PAGE EXTRACT —
········

Shark Fact Friday 2.2.2018 – I’m All Ears

Welcome to Shark Fact Friday, a (mostly) weekly blog post all about unique sharks and what makes them so awesome. This week’s post attempts to shed light on a little-known shark fact: yes, sharks do have ears!

They’re not like the external ears that you and I have, but they are there. Most sharks have two tiny openings located behind their eyes – so small that you would probably never notice them. These little holes lead to the inner ears which are located inside their heads.

Much like us, parts of their inner ear are dedicated to balance and hearing — important even for creatures living underwater. In fact, it turns out that sharks can hear quite well! How did we figure that out? Their sense of hearing can be tested by using audiograms that measure hearing sensitivity by introducing the subject to different frequencies or pitches of sound. For example, the sound of a bass drum or the sound of thunder are low-frequency sounds, while chirping birds or a shrill whistle are considered high-frequency sounds.

········

EXERCISE TASKS —
[A] Rewrite the shark ears post from "Shark Fact Friday 2.2.2018" to "do have ears!", replacing "weekly" with "monthly".
[B] Continue the shark ears post from the point where it stops.

········

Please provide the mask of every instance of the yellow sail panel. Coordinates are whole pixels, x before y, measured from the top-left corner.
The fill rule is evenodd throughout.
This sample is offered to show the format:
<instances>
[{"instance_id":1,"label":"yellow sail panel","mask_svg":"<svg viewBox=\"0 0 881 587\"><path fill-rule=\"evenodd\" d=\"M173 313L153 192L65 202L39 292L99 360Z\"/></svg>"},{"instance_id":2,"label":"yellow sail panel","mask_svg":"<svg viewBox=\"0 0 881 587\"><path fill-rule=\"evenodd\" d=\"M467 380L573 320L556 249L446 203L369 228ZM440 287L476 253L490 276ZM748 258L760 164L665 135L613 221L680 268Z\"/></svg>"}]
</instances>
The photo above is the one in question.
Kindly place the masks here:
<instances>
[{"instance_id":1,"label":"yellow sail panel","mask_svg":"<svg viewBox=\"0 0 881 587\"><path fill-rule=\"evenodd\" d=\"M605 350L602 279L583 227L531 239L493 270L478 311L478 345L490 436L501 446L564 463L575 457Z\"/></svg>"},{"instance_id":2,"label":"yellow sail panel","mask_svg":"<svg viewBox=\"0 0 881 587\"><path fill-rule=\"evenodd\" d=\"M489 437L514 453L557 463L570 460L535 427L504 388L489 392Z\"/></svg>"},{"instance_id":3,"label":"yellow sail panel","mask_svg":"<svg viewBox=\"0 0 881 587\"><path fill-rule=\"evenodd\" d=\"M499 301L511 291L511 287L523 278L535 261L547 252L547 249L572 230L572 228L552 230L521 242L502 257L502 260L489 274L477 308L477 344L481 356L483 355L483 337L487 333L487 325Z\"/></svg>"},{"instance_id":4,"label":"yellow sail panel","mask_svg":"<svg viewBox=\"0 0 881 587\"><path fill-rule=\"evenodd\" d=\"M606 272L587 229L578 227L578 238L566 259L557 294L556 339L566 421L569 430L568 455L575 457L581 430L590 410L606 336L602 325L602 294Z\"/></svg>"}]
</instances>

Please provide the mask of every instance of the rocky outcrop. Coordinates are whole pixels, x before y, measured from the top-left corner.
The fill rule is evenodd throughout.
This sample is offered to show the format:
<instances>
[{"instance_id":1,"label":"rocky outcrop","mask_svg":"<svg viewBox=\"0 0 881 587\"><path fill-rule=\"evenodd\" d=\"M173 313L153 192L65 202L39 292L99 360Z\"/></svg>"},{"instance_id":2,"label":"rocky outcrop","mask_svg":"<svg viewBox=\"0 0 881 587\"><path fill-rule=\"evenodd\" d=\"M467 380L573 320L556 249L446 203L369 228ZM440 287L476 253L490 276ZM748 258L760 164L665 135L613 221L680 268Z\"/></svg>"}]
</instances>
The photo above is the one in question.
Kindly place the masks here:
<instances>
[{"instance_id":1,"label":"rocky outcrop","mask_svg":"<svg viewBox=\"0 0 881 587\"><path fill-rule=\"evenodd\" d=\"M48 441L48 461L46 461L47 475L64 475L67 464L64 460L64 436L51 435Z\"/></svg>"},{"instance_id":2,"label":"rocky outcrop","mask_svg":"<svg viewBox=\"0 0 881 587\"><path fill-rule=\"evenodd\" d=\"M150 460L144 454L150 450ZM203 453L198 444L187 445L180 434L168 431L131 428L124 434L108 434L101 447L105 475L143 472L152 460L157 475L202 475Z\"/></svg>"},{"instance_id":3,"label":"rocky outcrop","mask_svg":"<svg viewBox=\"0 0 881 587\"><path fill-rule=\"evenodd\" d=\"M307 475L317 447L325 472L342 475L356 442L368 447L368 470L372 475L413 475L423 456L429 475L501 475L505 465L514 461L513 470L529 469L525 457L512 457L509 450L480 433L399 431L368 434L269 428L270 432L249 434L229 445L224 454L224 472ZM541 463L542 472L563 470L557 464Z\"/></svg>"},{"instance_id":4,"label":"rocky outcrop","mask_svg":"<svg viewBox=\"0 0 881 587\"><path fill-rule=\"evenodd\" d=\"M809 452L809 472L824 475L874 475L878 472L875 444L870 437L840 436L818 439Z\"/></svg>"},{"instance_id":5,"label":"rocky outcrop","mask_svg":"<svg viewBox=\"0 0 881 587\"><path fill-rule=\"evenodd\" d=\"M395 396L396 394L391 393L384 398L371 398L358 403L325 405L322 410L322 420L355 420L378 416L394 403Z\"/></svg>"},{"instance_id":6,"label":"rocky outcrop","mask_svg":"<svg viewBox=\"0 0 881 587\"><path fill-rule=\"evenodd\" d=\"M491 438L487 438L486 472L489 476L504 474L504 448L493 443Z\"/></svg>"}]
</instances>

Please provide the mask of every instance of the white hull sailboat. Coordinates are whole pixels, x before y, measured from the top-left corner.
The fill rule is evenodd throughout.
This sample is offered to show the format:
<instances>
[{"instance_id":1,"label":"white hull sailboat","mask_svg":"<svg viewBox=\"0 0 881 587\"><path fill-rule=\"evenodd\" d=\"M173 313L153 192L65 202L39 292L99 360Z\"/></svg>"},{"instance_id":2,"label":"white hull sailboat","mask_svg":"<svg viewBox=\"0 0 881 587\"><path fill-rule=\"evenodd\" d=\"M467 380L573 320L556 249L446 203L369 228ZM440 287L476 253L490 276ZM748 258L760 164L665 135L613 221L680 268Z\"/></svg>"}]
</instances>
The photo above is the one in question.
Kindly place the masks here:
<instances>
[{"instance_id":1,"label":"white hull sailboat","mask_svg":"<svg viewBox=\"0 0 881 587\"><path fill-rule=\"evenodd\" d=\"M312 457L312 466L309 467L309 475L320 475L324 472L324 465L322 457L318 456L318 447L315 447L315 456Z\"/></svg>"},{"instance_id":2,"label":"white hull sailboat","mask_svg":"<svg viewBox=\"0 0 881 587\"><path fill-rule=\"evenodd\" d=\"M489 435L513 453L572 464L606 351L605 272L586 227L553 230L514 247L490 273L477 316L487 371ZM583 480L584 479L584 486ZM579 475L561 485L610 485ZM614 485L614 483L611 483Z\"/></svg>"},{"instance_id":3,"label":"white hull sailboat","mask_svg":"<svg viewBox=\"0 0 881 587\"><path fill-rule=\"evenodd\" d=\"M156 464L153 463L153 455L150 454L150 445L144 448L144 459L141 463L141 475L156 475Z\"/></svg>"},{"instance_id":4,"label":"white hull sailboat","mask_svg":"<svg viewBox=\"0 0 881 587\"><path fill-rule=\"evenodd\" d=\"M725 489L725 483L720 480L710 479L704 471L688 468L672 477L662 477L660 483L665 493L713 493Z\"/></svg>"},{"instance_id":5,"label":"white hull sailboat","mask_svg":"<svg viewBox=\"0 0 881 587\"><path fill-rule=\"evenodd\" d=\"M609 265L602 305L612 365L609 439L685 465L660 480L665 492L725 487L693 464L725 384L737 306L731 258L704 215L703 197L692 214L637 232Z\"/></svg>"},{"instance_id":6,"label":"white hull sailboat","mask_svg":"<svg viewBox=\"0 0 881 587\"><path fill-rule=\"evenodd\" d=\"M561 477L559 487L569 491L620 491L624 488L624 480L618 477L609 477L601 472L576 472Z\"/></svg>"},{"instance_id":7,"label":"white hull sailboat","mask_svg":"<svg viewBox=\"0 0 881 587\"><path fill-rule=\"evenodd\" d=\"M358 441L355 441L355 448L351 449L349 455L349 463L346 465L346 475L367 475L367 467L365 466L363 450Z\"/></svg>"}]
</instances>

········

PER-TASK OUTPUTS —
[A]
Shark Fact Friday 2.2.2018 – I’m All Ears

Welcome to Shark Fact Friday, a (mostly) monthly blog post all about unique sharks and what makes them so awesome. This week’s post attempts to shed light on a little-known shark fact: yes, sharks do have ears!

[B]
These experiments have demonstrated that sharks hear best at low frequencies – those below 1,000 Hertz. Several experiments have shown that some species of sharks are attracted to sounds hundreds of feet away. They are especially interested when the sound is between 20 and 1,000 Hertz and pulsing erratically – the same noise as an injured fish swimming or splashing around. To put that into perspective, the Centers for Disease Control and Prevention say that although humans can hear between 20 and 20,000 Hertz naturally, the most common sounds most people hear every day are between the 250 and 6,000 Hertz range.

Sound is a very important sense for sharks because it helps them find food. It’s also important because the ocean is a surprisingly noisy place! You can listen to the underwater world here and here. Unfortunately, the ocean is getting noisier every year due to human-generated sounds like boat traffic and shipping and it’s unclear how sharks are reacting to their noisier environment.